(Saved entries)
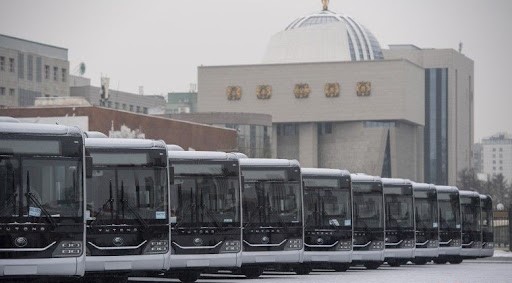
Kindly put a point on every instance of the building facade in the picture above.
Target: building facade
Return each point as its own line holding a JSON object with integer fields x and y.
{"x": 496, "y": 155}
{"x": 31, "y": 69}
{"x": 405, "y": 112}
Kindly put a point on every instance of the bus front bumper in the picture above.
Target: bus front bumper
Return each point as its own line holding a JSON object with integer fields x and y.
{"x": 426, "y": 252}
{"x": 127, "y": 263}
{"x": 74, "y": 266}
{"x": 206, "y": 260}
{"x": 399, "y": 253}
{"x": 256, "y": 258}
{"x": 327, "y": 256}
{"x": 368, "y": 255}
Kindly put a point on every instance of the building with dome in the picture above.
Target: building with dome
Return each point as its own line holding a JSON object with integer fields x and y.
{"x": 338, "y": 100}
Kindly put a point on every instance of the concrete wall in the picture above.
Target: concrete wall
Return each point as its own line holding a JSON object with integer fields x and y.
{"x": 397, "y": 91}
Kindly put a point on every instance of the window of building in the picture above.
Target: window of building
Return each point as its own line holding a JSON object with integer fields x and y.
{"x": 11, "y": 65}
{"x": 55, "y": 70}
{"x": 47, "y": 72}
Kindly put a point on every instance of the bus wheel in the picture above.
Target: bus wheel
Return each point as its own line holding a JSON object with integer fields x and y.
{"x": 302, "y": 269}
{"x": 419, "y": 261}
{"x": 188, "y": 276}
{"x": 394, "y": 262}
{"x": 440, "y": 261}
{"x": 372, "y": 265}
{"x": 252, "y": 272}
{"x": 340, "y": 267}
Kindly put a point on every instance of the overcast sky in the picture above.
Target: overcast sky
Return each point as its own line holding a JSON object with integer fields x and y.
{"x": 159, "y": 44}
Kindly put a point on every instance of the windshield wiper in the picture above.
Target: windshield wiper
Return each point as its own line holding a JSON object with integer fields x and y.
{"x": 30, "y": 197}
{"x": 131, "y": 208}
{"x": 109, "y": 202}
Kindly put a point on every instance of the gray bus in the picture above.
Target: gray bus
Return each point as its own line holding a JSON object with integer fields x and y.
{"x": 327, "y": 219}
{"x": 369, "y": 213}
{"x": 42, "y": 225}
{"x": 127, "y": 208}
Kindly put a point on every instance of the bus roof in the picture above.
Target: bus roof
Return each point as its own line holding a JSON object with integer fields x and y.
{"x": 469, "y": 194}
{"x": 123, "y": 143}
{"x": 324, "y": 172}
{"x": 39, "y": 129}
{"x": 447, "y": 189}
{"x": 361, "y": 177}
{"x": 395, "y": 181}
{"x": 268, "y": 162}
{"x": 200, "y": 155}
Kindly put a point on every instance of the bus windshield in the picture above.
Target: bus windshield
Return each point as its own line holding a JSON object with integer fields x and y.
{"x": 40, "y": 188}
{"x": 326, "y": 203}
{"x": 368, "y": 205}
{"x": 426, "y": 210}
{"x": 116, "y": 194}
{"x": 399, "y": 211}
{"x": 205, "y": 200}
{"x": 470, "y": 213}
{"x": 274, "y": 203}
{"x": 449, "y": 210}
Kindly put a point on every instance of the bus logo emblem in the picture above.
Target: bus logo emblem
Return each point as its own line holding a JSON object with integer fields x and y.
{"x": 198, "y": 242}
{"x": 21, "y": 242}
{"x": 118, "y": 241}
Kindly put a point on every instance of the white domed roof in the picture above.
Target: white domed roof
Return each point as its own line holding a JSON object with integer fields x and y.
{"x": 323, "y": 36}
{"x": 363, "y": 44}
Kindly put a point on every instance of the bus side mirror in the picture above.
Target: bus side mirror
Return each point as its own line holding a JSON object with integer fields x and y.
{"x": 88, "y": 167}
{"x": 170, "y": 170}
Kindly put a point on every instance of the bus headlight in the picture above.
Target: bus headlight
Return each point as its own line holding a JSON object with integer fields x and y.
{"x": 230, "y": 246}
{"x": 157, "y": 247}
{"x": 68, "y": 249}
{"x": 294, "y": 244}
{"x": 345, "y": 246}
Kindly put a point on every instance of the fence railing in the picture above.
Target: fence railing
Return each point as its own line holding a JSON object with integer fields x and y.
{"x": 502, "y": 229}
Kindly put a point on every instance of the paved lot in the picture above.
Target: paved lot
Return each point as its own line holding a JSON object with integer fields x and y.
{"x": 486, "y": 270}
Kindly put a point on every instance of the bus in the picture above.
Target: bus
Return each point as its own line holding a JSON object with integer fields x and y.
{"x": 272, "y": 219}
{"x": 487, "y": 226}
{"x": 427, "y": 223}
{"x": 128, "y": 228}
{"x": 450, "y": 228}
{"x": 471, "y": 228}
{"x": 368, "y": 207}
{"x": 400, "y": 225}
{"x": 327, "y": 219}
{"x": 42, "y": 189}
{"x": 206, "y": 212}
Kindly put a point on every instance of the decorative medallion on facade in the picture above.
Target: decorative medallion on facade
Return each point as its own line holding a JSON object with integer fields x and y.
{"x": 264, "y": 91}
{"x": 302, "y": 90}
{"x": 332, "y": 89}
{"x": 234, "y": 92}
{"x": 364, "y": 88}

WHAT THE EXERCISE ASKS:
Every line above should be returned word for word, with the pictures left behind.

EXERCISE RESULT:
Kindly put a point on every instance of the building facade in the picture above.
Target: building facade
Return each point as its own line holding a JSON object with integer fields x and y.
{"x": 496, "y": 155}
{"x": 31, "y": 69}
{"x": 405, "y": 112}
Kindly put a point on every instance of the bus front bumper in the picture above.
Target: bus front bumper
Return each point as its own line holding a JSON object with integer fields x and y.
{"x": 426, "y": 252}
{"x": 127, "y": 263}
{"x": 74, "y": 266}
{"x": 206, "y": 260}
{"x": 399, "y": 253}
{"x": 256, "y": 258}
{"x": 327, "y": 256}
{"x": 368, "y": 255}
Kindly put a point on every instance of the building with dome in the picture above.
Target: building with dome
Return each point as its own line holding a JSON object with integer fields x and y.
{"x": 338, "y": 100}
Kindly put a point on every instance of the concrete wall in the picture above.
Target: concrete wall
Return each point as its own line holding a JSON object with integer fields x and y.
{"x": 397, "y": 91}
Kindly put a point on every instance of the window of building in the picture above.
Target: window of building
Return each point as its own line holding a JSON object with integer fields x and y.
{"x": 11, "y": 65}
{"x": 55, "y": 70}
{"x": 47, "y": 72}
Kindly put a point on every instance of the bus wheel in the picture above.
Target: bus wheel
Return each point as its own line holding a JSON object with integer fields x and y.
{"x": 302, "y": 269}
{"x": 419, "y": 261}
{"x": 188, "y": 276}
{"x": 394, "y": 262}
{"x": 440, "y": 261}
{"x": 372, "y": 265}
{"x": 252, "y": 272}
{"x": 340, "y": 267}
Kindly put a point on every instance of the overcast sky in the picture above.
Target: overcast sky
Return each point as its own line holding a JSON object with integer fields x and y.
{"x": 159, "y": 44}
Kindly put a point on every instance of the windshield wiper in the picture above.
Target: windshield wiper
Return each point as its own line holding a JSON object with integer fields x and y.
{"x": 30, "y": 197}
{"x": 131, "y": 208}
{"x": 109, "y": 202}
Kindly put a point on every instance of the gray bus in the picture above.
Target: gray bus
Return each point as its own line holding a JSON object with integer fields x and y.
{"x": 327, "y": 219}
{"x": 369, "y": 213}
{"x": 42, "y": 225}
{"x": 127, "y": 208}
Kindly put a point on every instance of the bus roof in the picture above.
Target: bus roof
Return each point as its own line holding a JSON object with integer fields x and y.
{"x": 469, "y": 194}
{"x": 123, "y": 143}
{"x": 324, "y": 172}
{"x": 39, "y": 129}
{"x": 447, "y": 189}
{"x": 361, "y": 177}
{"x": 395, "y": 181}
{"x": 268, "y": 162}
{"x": 200, "y": 155}
Kindly put a point on every instance of the bus windshield in the picture above.
Target: bus windshield
Return each point as its own line holding a JSON object with integer fields x and y.
{"x": 40, "y": 188}
{"x": 326, "y": 203}
{"x": 368, "y": 205}
{"x": 426, "y": 210}
{"x": 116, "y": 194}
{"x": 399, "y": 211}
{"x": 205, "y": 200}
{"x": 470, "y": 213}
{"x": 274, "y": 203}
{"x": 449, "y": 210}
Kindly put a point on every instance of the bus logo emblem in the picture above.
Target: bus logo emblem
Return each point as its own line holding a JSON object with integer fields x and y.
{"x": 198, "y": 242}
{"x": 21, "y": 242}
{"x": 118, "y": 241}
Kindly put a point on every instance of the white domed roof in the picture above.
Target: white domed roof
Return each point as its own line holding a JSON object with integer fields x and y.
{"x": 323, "y": 36}
{"x": 363, "y": 44}
Kindly put a point on every instance of the bus side mirror in the picture above.
Target: bus side mirror
Return each point as its own line holding a JSON object with integer fields x and y.
{"x": 88, "y": 167}
{"x": 170, "y": 170}
Kindly put a point on every instance of the bus headlight in the picture above.
Target: bus headlight
Return each point as its own line holding a JSON object with integer fields x and y.
{"x": 230, "y": 246}
{"x": 157, "y": 247}
{"x": 68, "y": 249}
{"x": 294, "y": 244}
{"x": 345, "y": 246}
Kindly put a point on every instance of the fence railing in the picture above.
Target: fence railing
Return each point as its own line holding a JSON object with integer fields x and y.
{"x": 502, "y": 229}
Kindly put a point on every instance of the paved lot in the picture above.
Target: paved lot
Return each point as its own line holding a JSON object with integer fields x and y.
{"x": 486, "y": 270}
Kindly put a point on every instance of the bus in the picture above.
Target: bus
Return each point as its own line holding a JSON object with integer fields x and y.
{"x": 272, "y": 219}
{"x": 487, "y": 226}
{"x": 427, "y": 223}
{"x": 128, "y": 228}
{"x": 450, "y": 228}
{"x": 471, "y": 228}
{"x": 368, "y": 207}
{"x": 400, "y": 225}
{"x": 327, "y": 219}
{"x": 42, "y": 189}
{"x": 206, "y": 212}
Kindly put a point on every instance of the decorative medallion on facade in the picture above.
Target: decorative medallion on facade
Return each point as its own line holding a JSON object with integer fields x and y.
{"x": 264, "y": 91}
{"x": 302, "y": 90}
{"x": 332, "y": 89}
{"x": 234, "y": 92}
{"x": 364, "y": 88}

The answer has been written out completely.